● **Il tuo compito**
Riporta senza alcuna modifica le righe che partono da quella contenente "occurrence of green" e arrivano a quella contenente "(633, 189), (660, 216)", incluse entrambe.

● **Materiali forniti**
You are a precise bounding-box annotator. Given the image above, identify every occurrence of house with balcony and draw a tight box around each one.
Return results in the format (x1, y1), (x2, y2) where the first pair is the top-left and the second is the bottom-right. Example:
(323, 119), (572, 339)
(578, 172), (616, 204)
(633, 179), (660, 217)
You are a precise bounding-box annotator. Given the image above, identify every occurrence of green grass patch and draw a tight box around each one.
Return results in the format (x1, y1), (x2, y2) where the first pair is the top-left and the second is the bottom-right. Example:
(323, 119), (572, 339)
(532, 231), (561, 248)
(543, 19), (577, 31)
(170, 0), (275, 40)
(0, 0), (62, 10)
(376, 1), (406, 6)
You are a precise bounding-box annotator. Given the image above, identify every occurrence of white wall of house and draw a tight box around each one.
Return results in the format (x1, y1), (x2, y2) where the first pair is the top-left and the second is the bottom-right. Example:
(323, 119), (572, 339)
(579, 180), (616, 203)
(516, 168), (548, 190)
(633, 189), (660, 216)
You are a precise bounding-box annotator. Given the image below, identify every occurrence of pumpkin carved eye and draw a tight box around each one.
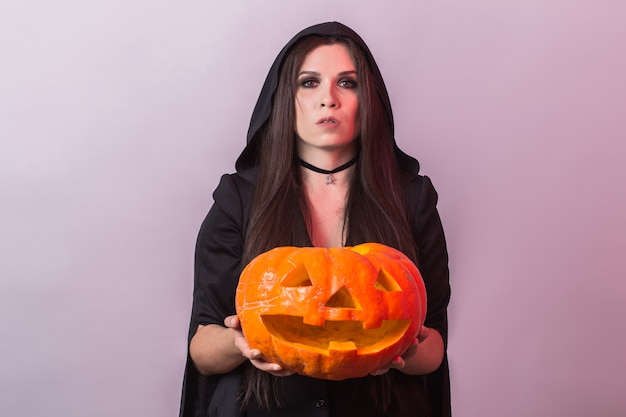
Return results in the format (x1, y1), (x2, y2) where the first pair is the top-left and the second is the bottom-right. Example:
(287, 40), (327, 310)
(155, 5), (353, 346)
(235, 243), (426, 380)
(374, 269), (402, 291)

● **Soluzione**
You are a precise bounding-box annotator. Given the image above, identify every occurrence of green grass patch and draw a tight box around each one.
Return results in the format (x1, y1), (x2, y2) where the first pair is the top-left and the second is the bottom-right. Example:
(323, 119), (572, 339)
(532, 231), (561, 248)
(543, 19), (577, 31)
(170, 0), (275, 40)
(0, 0), (62, 10)
(376, 1), (406, 6)
You are a precise bounding-box annotator. Given the image above, identify every occurrence of white wall of house and draw a tight box around each one.
Return results in the format (x1, y1), (x2, y2) where the first pair is the top-left and the second is the bottom-right. Example:
(323, 119), (572, 339)
(579, 180), (616, 203)
(516, 168), (548, 190)
(633, 189), (660, 216)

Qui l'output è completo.